* To do:
Here are some entries. Print them exactly as they are.

#### Extracted material ####

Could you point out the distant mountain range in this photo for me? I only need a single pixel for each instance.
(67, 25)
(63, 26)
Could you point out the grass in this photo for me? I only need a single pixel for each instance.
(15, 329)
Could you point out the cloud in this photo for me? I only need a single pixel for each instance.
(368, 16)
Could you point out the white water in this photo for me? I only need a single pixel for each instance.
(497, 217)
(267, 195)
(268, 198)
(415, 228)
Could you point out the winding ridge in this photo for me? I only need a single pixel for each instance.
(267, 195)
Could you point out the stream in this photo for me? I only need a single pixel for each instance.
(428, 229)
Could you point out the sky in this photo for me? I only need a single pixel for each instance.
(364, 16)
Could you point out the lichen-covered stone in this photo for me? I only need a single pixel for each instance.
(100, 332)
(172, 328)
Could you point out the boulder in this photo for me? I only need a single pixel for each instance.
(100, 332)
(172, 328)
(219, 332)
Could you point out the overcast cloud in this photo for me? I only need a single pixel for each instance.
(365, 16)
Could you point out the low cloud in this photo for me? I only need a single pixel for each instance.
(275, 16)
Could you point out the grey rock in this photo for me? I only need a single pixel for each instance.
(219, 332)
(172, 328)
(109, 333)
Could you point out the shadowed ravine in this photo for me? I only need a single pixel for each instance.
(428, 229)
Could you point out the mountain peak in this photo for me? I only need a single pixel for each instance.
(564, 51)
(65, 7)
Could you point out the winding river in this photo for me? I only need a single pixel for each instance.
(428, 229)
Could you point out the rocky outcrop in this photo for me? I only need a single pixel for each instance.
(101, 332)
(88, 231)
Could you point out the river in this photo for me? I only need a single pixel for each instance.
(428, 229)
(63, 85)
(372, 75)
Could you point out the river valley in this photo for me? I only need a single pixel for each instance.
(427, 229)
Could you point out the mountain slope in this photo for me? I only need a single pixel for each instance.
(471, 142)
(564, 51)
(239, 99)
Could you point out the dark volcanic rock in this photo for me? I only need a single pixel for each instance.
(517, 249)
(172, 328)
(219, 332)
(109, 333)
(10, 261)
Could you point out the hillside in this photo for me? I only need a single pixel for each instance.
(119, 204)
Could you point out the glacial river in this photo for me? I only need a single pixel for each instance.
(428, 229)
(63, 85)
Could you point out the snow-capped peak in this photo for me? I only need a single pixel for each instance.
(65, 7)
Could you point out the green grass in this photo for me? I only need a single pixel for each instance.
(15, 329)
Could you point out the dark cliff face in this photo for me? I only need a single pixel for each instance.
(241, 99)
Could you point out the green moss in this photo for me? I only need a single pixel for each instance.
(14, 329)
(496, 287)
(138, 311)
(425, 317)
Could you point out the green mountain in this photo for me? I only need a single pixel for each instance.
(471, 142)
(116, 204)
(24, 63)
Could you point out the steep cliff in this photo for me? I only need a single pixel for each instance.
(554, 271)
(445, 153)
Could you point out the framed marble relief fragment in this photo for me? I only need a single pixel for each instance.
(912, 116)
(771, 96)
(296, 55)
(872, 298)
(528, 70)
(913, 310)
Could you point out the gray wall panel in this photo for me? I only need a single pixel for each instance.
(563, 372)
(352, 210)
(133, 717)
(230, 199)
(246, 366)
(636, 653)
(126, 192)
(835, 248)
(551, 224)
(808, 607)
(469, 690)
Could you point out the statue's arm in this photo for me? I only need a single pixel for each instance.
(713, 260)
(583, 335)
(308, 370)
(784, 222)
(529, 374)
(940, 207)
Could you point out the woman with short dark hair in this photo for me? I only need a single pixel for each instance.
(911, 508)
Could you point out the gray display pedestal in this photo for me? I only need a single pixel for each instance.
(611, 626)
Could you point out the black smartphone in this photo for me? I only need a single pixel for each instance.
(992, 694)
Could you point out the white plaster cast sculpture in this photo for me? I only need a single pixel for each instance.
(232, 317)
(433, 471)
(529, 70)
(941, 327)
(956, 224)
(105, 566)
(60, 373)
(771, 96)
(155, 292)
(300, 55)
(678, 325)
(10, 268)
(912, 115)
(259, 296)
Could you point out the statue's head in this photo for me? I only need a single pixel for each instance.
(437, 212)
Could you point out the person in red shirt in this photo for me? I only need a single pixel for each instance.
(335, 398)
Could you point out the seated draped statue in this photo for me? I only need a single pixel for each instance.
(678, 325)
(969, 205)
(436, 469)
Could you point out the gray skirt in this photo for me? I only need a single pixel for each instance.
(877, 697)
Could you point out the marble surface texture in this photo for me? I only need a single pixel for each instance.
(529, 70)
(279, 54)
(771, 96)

####

* Response below:
Could you point out the distant mountain range in this photo for me? I only need a single pixel for each instance.
(67, 25)
(63, 26)
Could you point out the grass in this photo for me? I only need a single pixel for each instance.
(15, 329)
Could you point out the cloud in this photo for me? I only need a single pixel for each instance.
(368, 16)
Could you point out the white water in this photo for me? I only need a single pixel for each instance.
(497, 217)
(267, 195)
(268, 198)
(415, 228)
Could you point out the winding ridge in this photo for me? I only need a single pixel for each instance.
(267, 195)
Could you point out the stream in this photo for me? I only need a single pixel for each instance.
(428, 229)
Could you point out the sky in this photo for me? I only need a single pixel for each instance.
(364, 16)
Could you point out the lichen-covered stone in this photo for me? I only need a single pixel for each instance.
(100, 332)
(172, 328)
Could you point out the boulder in this photo for me? I only need a single pixel for each instance.
(100, 332)
(172, 328)
(219, 332)
Could you point out the overcast cloud in this photo for me? I only need a single pixel for each instance.
(365, 16)
Could you point out the low cloud in this photo for me? I only need a single pixel for each instance.
(275, 16)
Could you point out the grey rock in this photo for me? I only need a single pixel for each instance.
(219, 332)
(172, 328)
(109, 333)
Could you point out the shadowed ravine in this photo for me? I only need a single pixel for each instance.
(428, 229)
Could you point out the mountain peak in this photo for me? I only need a single pixel for each instance.
(564, 51)
(65, 7)
Could you point out the winding river in this photo for me? I only need a single pixel for each instance.
(428, 229)
Could you point out the rocky outcrop in this photo for me? I only need a single pixel for each instance.
(101, 332)
(88, 231)
Could you point out the river in this photo for me? I only need a single pixel for each instance.
(428, 229)
(63, 85)
(372, 75)
Could you point out the river valley in this photo for me? I only need a single pixel for each instance.
(427, 229)
Could you point out the mountain slope in this photo for me? I only need a single pixel for each instance.
(471, 142)
(564, 51)
(239, 99)
Could you point out the dark volcanic rock in this photo for me? I only need a single pixel for each instance.
(517, 249)
(172, 328)
(219, 332)
(109, 333)
(10, 261)
Could you point out the hillside in this photo for me? I only need a single pixel for each instance.
(119, 204)
Could you point out the glacial river in this photo for me? I only need a single pixel for each instance.
(428, 229)
(63, 85)
Could you point out the snow-capped peak in this photo for me? I only need a single pixel for each instance.
(65, 7)
Could you point out the green grass in this photo for me? I only need a single pixel for each instance.
(15, 329)
Could you point out the dark cliff face in this photo for me? I only need a single pixel for each instance.
(241, 99)
Could you point out the green moss in this photo for me? I only need a single pixel for each instance.
(14, 329)
(496, 287)
(138, 311)
(425, 317)
Could you point out the green mountain in this photo for me? I only need a single pixel for each instance.
(471, 142)
(116, 204)
(24, 63)
Could you point out the steep cliff in this photo for me? I only need a single pixel for each instance.
(554, 271)
(445, 153)
Could you point out the framed marble relief fragment in this photo for me? I only need a single pixel for each instance.
(912, 116)
(771, 96)
(296, 55)
(872, 298)
(528, 70)
(913, 310)
Could you point out the gray wall panel in this photo for me? I only need a single pixel for each instance.
(563, 372)
(352, 210)
(133, 717)
(230, 199)
(246, 366)
(636, 653)
(126, 192)
(835, 248)
(551, 224)
(808, 607)
(469, 690)
Could you point out the statue's arm in this photo for me? I only need a single pixel for each instance.
(713, 260)
(583, 335)
(308, 370)
(784, 222)
(529, 374)
(940, 207)
Could you point out the woman with short dark hair in this photo for me? I only need a single pixel for each instance.
(911, 508)
Could you point out the gray display pedestal in this photo for me? I only need a single pixel for each instance.
(611, 626)
Could you point out the black smartphone in this photo for me? I only need a single pixel for each instance.
(992, 694)
Could you point out the white plaster cast sculpture in this photo for me? I only need a single pixel for each instance.
(232, 317)
(433, 471)
(529, 70)
(941, 327)
(956, 224)
(105, 566)
(60, 373)
(771, 96)
(155, 292)
(300, 55)
(678, 325)
(10, 268)
(912, 115)
(259, 296)
Could you point out the statue's head in this photo for me? I only need a single pixel for each instance.
(437, 212)
Could you point out the person in red shirt in this photo for me? I only need a single pixel for each instance.
(335, 398)
Could you point out the seated draped statue in this photo for me? I only need a single pixel for each instance.
(678, 325)
(969, 205)
(436, 469)
Could you point out the gray skirt in this photo for me? I only need a single pixel for each instance.
(877, 697)
Could you point out the marble surface texture in this photo for me? I only need a single pixel for each instance.
(529, 70)
(279, 54)
(771, 96)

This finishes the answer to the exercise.